DESCRIPTION OF THE TASK
Output all entries verbatim, dropping pictures.

[Dataset items]
----------
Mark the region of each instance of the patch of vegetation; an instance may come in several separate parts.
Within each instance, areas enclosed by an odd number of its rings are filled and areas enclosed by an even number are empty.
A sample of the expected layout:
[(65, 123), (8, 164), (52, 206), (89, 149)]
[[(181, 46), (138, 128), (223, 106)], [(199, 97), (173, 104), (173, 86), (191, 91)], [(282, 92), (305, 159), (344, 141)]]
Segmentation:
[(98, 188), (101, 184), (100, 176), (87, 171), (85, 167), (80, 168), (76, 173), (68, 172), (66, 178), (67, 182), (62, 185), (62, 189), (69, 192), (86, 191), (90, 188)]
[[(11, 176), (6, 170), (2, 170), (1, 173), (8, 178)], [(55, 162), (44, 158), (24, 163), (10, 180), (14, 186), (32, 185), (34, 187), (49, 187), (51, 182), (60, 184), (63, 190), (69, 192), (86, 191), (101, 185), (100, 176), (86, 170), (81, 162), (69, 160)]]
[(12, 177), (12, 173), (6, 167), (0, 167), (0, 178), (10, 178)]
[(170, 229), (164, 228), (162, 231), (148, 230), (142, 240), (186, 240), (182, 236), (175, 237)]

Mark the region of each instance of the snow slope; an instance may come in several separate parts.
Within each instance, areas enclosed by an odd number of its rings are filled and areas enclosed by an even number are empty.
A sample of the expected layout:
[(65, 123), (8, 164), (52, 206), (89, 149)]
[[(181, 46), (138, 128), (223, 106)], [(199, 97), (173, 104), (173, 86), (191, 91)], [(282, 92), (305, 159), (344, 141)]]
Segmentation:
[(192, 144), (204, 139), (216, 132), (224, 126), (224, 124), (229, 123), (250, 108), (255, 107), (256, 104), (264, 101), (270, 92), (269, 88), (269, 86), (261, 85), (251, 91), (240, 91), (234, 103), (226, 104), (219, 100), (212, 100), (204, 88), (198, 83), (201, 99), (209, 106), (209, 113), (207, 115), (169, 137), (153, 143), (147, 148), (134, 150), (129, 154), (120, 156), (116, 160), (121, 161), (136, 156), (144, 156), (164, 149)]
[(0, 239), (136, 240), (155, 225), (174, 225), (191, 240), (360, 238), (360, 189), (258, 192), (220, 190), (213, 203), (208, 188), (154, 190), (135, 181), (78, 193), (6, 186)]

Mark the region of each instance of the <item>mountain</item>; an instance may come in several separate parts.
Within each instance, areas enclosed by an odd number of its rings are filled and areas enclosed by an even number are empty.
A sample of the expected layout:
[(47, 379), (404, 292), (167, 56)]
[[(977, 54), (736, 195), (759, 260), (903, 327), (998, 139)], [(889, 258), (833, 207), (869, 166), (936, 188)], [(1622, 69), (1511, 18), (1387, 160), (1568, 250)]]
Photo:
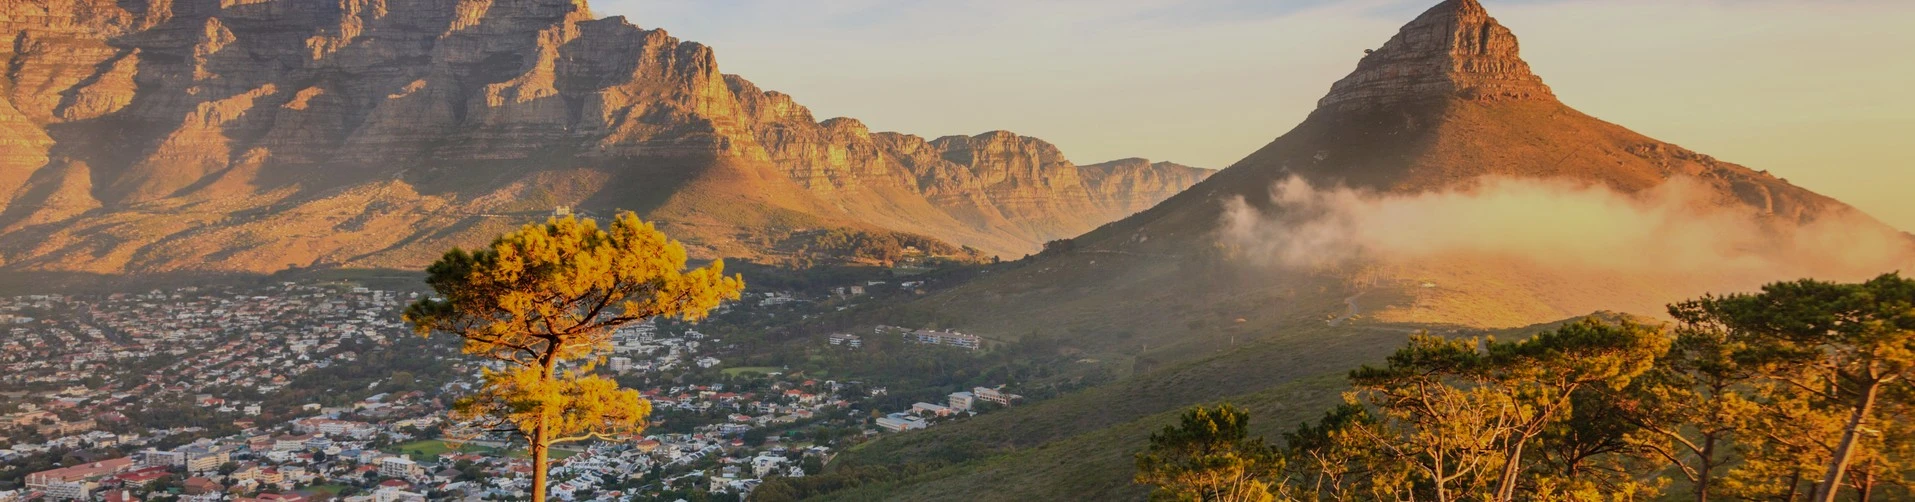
----------
RESULT OF THE TASK
Mark the region of each instance of the patch of vegetation; an instance may come in several separate parts.
Within each instance, areas enclosed by an odd number of its rings are filled and areas enclosed by an even number are empty.
A sample of the expected layout:
[(65, 123), (8, 164), (52, 206), (89, 149)]
[[(181, 46), (138, 128), (223, 106)], [(199, 97), (173, 104), (173, 86), (191, 91)], [(282, 92), (305, 159), (344, 141)]]
Segmentation:
[(98, 188), (101, 184), (100, 176), (87, 171), (85, 167), (80, 168), (76, 173), (68, 172), (66, 178), (67, 182), (62, 185), (62, 189), (69, 192), (86, 191), (90, 188)]
[[(11, 176), (6, 170), (2, 170), (1, 173), (8, 178)], [(55, 162), (44, 158), (24, 163), (10, 180), (14, 186), (32, 185), (34, 187), (49, 187), (51, 182), (60, 184), (63, 190), (69, 192), (86, 191), (101, 185), (100, 176), (86, 170), (81, 162), (69, 160)]]
[(12, 177), (12, 173), (6, 167), (0, 167), (0, 178), (10, 178)]
[(170, 229), (164, 228), (162, 231), (148, 230), (142, 240), (186, 240), (182, 236), (175, 237)]

Mark the region of each instance of the snow slope; an instance may come in several separate parts.
Within each instance, areas enclosed by an odd number of its rings are filled and areas enclosed by an even number are empty.
A sample of the expected layout:
[(65, 123), (8, 164), (52, 206), (89, 149)]
[[(181, 46), (138, 128), (223, 106)], [(199, 97), (173, 104), (173, 86), (191, 91)], [(282, 92), (305, 159), (344, 141)]]
Segmentation:
[(192, 144), (204, 139), (216, 132), (224, 126), (224, 124), (229, 123), (250, 108), (255, 107), (256, 104), (264, 101), (270, 92), (269, 88), (269, 86), (261, 85), (251, 91), (240, 91), (234, 103), (226, 104), (219, 100), (212, 100), (204, 88), (198, 83), (201, 99), (209, 106), (209, 113), (207, 115), (169, 137), (153, 143), (147, 148), (134, 150), (129, 154), (120, 156), (116, 160), (121, 161), (136, 156), (144, 156), (164, 149)]
[(0, 239), (136, 240), (155, 225), (174, 225), (191, 240), (360, 238), (360, 189), (258, 192), (220, 190), (213, 203), (208, 188), (154, 190), (135, 181), (78, 193), (6, 186)]

Mark the region of each instance of the <item>mountain</item>; an instance may come in several separate parts.
Within each instance, areas enclosed by an odd number of its rings are filled and areas enclosed by an even number are empty.
A sample of the expected layout:
[(47, 379), (404, 292), (167, 56)]
[[(977, 54), (736, 195), (759, 260), (903, 327), (998, 139)], [(889, 258), (833, 207), (869, 166), (936, 188)], [(1622, 69), (1511, 18), (1387, 160), (1568, 250)]]
Photo:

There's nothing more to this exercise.